* WORK INSTRUCTIONS
Count the lines below that contain the string "palm", and give only that number.

* RECORDS PROVIDED
-- Begin --

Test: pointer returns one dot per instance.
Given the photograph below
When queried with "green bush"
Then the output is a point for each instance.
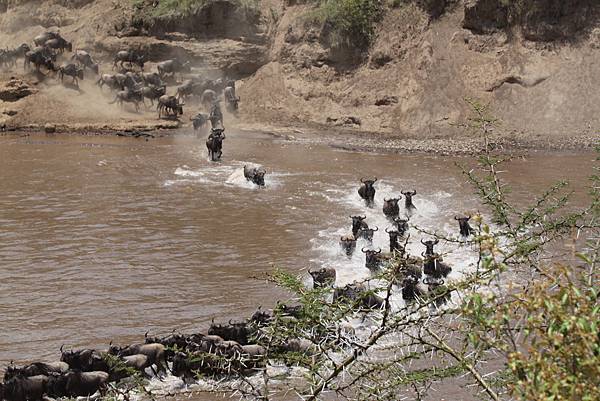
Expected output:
(351, 23)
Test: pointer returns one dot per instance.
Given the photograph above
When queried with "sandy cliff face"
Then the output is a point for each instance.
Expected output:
(536, 69)
(536, 65)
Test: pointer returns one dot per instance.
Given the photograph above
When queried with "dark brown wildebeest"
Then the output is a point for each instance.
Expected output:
(367, 191)
(214, 144)
(255, 175)
(464, 226)
(169, 105)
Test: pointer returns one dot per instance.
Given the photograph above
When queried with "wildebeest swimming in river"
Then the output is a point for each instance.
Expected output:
(255, 175)
(214, 144)
(169, 105)
(367, 191)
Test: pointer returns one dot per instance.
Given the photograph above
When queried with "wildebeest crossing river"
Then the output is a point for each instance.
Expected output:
(105, 238)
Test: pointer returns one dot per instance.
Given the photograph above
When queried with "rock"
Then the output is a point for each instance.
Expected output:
(14, 90)
(386, 100)
(485, 16)
(49, 128)
(435, 8)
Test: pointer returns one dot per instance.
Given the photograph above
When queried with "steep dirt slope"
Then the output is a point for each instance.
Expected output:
(420, 70)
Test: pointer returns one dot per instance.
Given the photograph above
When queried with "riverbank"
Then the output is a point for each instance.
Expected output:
(337, 138)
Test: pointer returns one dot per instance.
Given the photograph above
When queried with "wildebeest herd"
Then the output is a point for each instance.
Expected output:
(131, 85)
(408, 271)
(223, 350)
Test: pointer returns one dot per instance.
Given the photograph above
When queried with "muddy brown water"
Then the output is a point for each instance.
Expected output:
(105, 238)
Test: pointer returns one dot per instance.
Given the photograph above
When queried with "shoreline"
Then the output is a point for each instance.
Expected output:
(342, 139)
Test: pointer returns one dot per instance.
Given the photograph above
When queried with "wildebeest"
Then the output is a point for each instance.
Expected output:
(410, 289)
(395, 244)
(390, 207)
(152, 78)
(434, 266)
(429, 244)
(358, 223)
(128, 96)
(36, 369)
(216, 115)
(44, 37)
(71, 70)
(169, 105)
(357, 292)
(155, 353)
(85, 360)
(233, 331)
(464, 226)
(78, 384)
(367, 233)
(214, 144)
(109, 80)
(40, 58)
(261, 317)
(438, 291)
(130, 57)
(59, 44)
(85, 60)
(408, 204)
(367, 190)
(402, 225)
(231, 101)
(153, 93)
(374, 259)
(255, 175)
(170, 67)
(323, 277)
(199, 121)
(21, 388)
(348, 244)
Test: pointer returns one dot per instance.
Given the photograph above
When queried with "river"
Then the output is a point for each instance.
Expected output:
(103, 238)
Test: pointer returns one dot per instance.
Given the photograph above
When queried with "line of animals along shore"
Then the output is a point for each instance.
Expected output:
(131, 85)
(229, 348)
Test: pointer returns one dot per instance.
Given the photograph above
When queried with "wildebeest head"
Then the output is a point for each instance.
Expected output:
(261, 317)
(348, 244)
(367, 190)
(401, 225)
(234, 331)
(367, 233)
(390, 206)
(429, 244)
(464, 226)
(323, 277)
(372, 261)
(395, 244)
(358, 222)
(408, 199)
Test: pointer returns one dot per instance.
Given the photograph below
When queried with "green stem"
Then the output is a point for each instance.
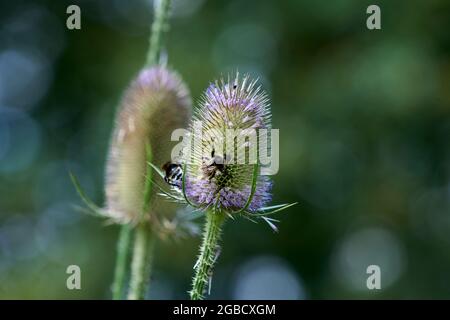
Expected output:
(123, 245)
(159, 27)
(208, 251)
(142, 261)
(144, 239)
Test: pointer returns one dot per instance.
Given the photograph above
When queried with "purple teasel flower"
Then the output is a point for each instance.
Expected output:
(218, 180)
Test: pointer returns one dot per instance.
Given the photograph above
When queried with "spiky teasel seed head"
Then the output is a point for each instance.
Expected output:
(156, 103)
(220, 174)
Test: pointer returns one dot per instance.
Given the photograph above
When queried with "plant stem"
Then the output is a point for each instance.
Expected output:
(208, 254)
(159, 27)
(141, 264)
(121, 261)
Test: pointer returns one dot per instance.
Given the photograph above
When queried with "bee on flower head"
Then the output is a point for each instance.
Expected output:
(173, 174)
(213, 166)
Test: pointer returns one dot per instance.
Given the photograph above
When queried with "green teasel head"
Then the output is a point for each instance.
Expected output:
(156, 103)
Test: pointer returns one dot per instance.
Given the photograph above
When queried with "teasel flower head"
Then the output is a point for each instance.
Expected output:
(156, 103)
(220, 175)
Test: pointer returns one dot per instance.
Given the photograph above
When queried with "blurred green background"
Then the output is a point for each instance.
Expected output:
(364, 119)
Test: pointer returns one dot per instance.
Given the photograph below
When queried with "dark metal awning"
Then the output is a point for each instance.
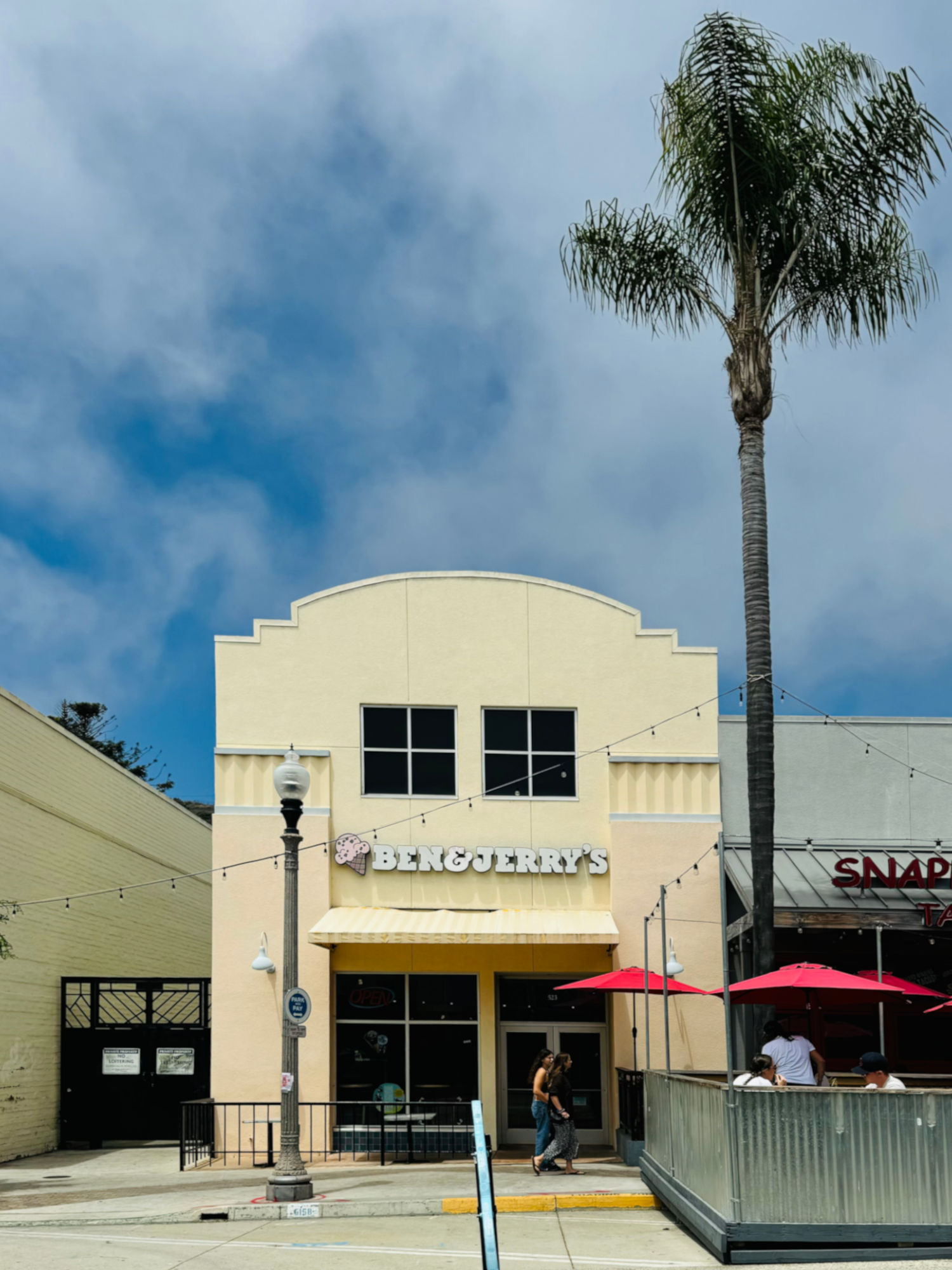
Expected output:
(804, 891)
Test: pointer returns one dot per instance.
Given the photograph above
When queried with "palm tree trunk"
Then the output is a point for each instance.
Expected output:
(757, 614)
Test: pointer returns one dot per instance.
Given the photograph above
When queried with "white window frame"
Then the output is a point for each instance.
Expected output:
(530, 752)
(409, 752)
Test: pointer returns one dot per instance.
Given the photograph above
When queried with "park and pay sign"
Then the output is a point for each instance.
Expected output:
(298, 1006)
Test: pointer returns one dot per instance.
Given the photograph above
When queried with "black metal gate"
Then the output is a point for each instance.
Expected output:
(133, 1051)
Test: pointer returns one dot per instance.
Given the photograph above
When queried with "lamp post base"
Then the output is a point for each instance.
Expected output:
(290, 1189)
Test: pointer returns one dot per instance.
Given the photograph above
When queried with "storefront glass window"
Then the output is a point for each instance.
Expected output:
(444, 996)
(444, 1064)
(409, 750)
(529, 754)
(371, 996)
(407, 1033)
(531, 1000)
(371, 1064)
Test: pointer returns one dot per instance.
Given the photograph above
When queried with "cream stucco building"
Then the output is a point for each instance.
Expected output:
(72, 822)
(461, 862)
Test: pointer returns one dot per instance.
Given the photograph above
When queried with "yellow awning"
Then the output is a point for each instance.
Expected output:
(464, 926)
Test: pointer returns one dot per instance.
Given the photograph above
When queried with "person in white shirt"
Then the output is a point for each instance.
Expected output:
(875, 1067)
(762, 1075)
(794, 1056)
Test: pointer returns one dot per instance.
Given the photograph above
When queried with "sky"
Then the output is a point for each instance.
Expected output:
(281, 307)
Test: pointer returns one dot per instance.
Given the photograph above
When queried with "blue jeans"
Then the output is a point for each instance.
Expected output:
(544, 1126)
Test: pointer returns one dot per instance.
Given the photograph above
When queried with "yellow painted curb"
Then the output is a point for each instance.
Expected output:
(549, 1203)
(607, 1202)
(460, 1206)
(526, 1203)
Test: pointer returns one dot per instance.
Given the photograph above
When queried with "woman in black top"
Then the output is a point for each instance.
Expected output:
(565, 1141)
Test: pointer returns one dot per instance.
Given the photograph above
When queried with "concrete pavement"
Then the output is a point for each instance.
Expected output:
(144, 1186)
(548, 1241)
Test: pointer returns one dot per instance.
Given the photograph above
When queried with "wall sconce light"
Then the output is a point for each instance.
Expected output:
(263, 962)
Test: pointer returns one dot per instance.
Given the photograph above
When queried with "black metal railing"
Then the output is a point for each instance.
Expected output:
(248, 1135)
(631, 1103)
(197, 1133)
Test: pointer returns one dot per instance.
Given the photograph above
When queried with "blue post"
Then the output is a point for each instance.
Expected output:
(484, 1188)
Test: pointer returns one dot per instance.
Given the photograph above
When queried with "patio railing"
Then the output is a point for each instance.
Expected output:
(248, 1135)
(813, 1170)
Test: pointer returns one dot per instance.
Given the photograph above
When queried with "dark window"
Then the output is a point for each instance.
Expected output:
(384, 773)
(506, 730)
(433, 1060)
(433, 730)
(435, 774)
(444, 996)
(371, 1056)
(409, 750)
(508, 775)
(445, 1064)
(371, 996)
(385, 727)
(529, 754)
(526, 1001)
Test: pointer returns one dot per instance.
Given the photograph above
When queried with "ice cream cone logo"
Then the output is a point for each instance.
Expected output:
(352, 852)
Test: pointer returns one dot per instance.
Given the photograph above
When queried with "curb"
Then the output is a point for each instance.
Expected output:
(550, 1203)
(338, 1208)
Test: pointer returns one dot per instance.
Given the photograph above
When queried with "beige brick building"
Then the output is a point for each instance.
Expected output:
(432, 957)
(72, 821)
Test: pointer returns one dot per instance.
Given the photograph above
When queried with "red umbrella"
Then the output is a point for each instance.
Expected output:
(906, 986)
(793, 986)
(631, 981)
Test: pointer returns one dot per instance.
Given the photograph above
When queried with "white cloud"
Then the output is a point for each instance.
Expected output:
(178, 178)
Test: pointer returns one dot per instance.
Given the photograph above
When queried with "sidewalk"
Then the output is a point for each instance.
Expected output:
(142, 1186)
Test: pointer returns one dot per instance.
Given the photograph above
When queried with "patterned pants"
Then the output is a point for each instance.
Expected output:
(564, 1145)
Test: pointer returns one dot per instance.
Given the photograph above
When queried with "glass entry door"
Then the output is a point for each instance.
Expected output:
(588, 1046)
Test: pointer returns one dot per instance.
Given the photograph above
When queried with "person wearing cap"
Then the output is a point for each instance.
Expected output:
(876, 1070)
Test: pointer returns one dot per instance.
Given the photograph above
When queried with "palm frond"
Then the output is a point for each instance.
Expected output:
(859, 285)
(640, 266)
(710, 129)
(779, 170)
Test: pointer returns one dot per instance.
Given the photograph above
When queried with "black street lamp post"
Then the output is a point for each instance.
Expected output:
(290, 1180)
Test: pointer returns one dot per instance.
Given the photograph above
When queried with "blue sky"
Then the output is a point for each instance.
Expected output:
(281, 307)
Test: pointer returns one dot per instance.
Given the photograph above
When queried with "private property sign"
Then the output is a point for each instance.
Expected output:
(868, 873)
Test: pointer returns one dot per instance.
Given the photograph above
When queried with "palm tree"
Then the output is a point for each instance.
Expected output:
(788, 176)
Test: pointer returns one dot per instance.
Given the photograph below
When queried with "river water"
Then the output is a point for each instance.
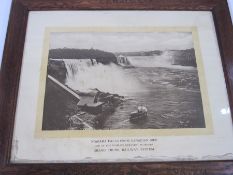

-- End --

* SOLUTION
3